# THE TASK
Copy word for word the lines of the data from the line with "downspout pipe -> outline every instance" through the final line of the data, including both.

# RECORDS SUPPLIED
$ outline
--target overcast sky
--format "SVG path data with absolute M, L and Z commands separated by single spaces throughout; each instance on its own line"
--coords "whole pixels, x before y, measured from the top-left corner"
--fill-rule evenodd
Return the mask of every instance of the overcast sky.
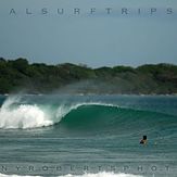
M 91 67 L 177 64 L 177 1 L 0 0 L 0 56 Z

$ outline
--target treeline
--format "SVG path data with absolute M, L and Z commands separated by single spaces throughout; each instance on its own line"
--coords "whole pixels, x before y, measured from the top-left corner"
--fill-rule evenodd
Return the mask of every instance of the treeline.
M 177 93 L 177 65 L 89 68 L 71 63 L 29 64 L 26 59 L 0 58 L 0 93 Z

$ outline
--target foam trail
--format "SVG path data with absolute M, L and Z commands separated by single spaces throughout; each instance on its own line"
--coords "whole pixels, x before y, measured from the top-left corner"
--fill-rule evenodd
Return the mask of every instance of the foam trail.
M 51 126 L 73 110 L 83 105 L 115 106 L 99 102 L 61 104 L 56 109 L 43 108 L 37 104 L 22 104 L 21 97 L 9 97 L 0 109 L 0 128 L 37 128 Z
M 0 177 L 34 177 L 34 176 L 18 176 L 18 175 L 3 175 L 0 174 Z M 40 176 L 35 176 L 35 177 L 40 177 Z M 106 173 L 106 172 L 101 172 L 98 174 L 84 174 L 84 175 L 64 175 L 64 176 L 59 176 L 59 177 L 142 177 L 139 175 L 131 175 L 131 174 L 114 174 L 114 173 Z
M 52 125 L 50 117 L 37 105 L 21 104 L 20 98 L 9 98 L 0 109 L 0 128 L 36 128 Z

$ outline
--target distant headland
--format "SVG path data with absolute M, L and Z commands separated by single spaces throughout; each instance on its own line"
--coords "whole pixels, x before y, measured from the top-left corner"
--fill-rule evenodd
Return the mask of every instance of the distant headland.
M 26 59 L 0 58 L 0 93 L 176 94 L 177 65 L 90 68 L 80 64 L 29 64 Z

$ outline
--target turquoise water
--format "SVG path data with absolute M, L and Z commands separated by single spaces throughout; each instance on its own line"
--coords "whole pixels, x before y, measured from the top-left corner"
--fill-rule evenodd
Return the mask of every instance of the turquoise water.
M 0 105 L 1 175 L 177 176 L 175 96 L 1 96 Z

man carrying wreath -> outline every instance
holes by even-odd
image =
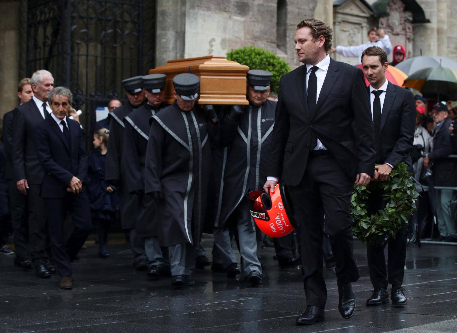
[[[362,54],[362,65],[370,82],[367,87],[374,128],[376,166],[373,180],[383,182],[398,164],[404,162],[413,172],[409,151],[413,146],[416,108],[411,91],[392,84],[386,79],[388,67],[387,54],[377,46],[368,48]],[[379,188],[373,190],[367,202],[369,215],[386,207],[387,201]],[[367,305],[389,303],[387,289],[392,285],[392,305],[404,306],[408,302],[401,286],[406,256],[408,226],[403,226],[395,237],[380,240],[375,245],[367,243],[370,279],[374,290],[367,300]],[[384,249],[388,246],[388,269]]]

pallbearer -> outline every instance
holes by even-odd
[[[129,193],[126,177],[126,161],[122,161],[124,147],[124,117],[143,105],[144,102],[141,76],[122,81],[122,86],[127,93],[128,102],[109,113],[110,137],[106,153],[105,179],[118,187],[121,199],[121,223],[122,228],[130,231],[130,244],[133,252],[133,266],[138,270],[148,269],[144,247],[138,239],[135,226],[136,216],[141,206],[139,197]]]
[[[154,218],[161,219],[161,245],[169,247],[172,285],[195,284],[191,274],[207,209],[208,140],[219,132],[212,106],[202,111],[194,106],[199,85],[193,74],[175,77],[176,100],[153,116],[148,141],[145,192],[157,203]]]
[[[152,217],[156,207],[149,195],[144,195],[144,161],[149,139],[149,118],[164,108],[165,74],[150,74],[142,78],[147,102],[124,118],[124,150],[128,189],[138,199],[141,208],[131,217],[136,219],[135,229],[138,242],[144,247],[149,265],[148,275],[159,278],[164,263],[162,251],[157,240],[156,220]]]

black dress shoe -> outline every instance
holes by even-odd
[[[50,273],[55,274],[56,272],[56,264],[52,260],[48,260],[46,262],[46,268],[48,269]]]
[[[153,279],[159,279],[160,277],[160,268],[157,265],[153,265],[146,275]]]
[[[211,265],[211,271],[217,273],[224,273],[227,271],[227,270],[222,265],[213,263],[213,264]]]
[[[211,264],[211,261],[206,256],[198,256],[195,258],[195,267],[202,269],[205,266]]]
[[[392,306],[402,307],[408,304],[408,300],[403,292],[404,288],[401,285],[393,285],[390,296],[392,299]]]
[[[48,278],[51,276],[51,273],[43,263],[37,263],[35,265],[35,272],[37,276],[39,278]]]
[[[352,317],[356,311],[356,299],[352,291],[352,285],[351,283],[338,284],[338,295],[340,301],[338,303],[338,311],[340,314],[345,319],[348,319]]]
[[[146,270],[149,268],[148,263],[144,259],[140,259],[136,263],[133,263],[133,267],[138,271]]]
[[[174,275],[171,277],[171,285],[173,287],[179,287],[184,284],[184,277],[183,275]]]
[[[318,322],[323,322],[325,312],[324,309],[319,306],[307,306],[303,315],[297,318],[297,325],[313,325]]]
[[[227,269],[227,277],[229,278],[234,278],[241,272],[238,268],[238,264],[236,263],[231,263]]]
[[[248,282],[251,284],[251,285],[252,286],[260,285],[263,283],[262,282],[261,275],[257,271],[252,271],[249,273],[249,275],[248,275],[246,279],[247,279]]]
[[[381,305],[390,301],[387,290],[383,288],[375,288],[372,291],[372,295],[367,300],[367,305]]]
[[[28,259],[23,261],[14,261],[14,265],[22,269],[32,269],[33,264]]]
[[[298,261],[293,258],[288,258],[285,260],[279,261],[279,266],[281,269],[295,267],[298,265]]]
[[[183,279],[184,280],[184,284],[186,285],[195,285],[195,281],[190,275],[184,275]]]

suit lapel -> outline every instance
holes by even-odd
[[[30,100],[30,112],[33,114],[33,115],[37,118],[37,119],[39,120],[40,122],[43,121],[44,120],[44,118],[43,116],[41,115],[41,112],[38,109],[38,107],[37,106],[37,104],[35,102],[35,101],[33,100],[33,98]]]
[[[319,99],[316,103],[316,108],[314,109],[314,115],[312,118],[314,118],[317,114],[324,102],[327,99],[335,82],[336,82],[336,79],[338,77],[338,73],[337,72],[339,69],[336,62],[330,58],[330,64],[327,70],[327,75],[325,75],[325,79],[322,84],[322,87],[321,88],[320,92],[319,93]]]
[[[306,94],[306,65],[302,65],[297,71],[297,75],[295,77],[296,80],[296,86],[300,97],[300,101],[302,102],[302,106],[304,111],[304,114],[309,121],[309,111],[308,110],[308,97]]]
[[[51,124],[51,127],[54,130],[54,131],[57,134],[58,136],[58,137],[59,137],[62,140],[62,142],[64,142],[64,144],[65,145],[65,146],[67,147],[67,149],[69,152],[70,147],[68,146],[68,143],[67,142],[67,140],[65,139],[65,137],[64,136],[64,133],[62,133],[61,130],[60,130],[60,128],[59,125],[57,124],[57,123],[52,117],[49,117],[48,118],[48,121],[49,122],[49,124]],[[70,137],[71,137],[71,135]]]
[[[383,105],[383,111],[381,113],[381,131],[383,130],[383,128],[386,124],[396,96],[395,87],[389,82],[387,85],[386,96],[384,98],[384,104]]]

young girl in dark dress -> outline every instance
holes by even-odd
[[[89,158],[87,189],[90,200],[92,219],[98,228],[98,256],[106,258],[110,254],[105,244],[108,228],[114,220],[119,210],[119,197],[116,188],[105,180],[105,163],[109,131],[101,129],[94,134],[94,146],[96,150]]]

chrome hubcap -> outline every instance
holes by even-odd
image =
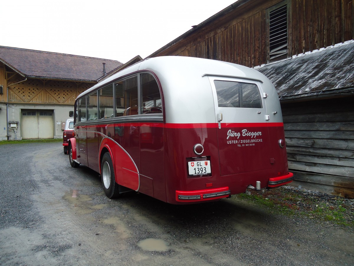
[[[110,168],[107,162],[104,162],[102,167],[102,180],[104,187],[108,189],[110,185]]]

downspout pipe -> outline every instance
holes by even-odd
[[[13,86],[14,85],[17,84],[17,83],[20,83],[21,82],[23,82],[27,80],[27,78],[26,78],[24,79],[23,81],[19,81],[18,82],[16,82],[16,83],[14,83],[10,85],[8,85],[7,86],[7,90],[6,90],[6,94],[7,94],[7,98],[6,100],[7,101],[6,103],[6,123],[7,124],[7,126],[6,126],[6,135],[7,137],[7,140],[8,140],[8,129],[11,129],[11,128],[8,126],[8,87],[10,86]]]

# WRITTEN REPLY
downspout pipe -> outline every instance
holes by even-odd
[[[13,86],[14,85],[17,84],[17,83],[20,83],[21,82],[23,82],[27,80],[27,78],[26,78],[24,79],[23,81],[19,81],[18,82],[16,82],[16,83],[14,83],[10,85],[8,85],[7,86],[7,90],[6,90],[6,94],[7,94],[7,98],[6,100],[7,101],[6,103],[6,123],[7,124],[7,126],[6,126],[6,135],[7,137],[7,140],[8,140],[8,129],[11,129],[11,128],[8,126],[8,87],[10,86]]]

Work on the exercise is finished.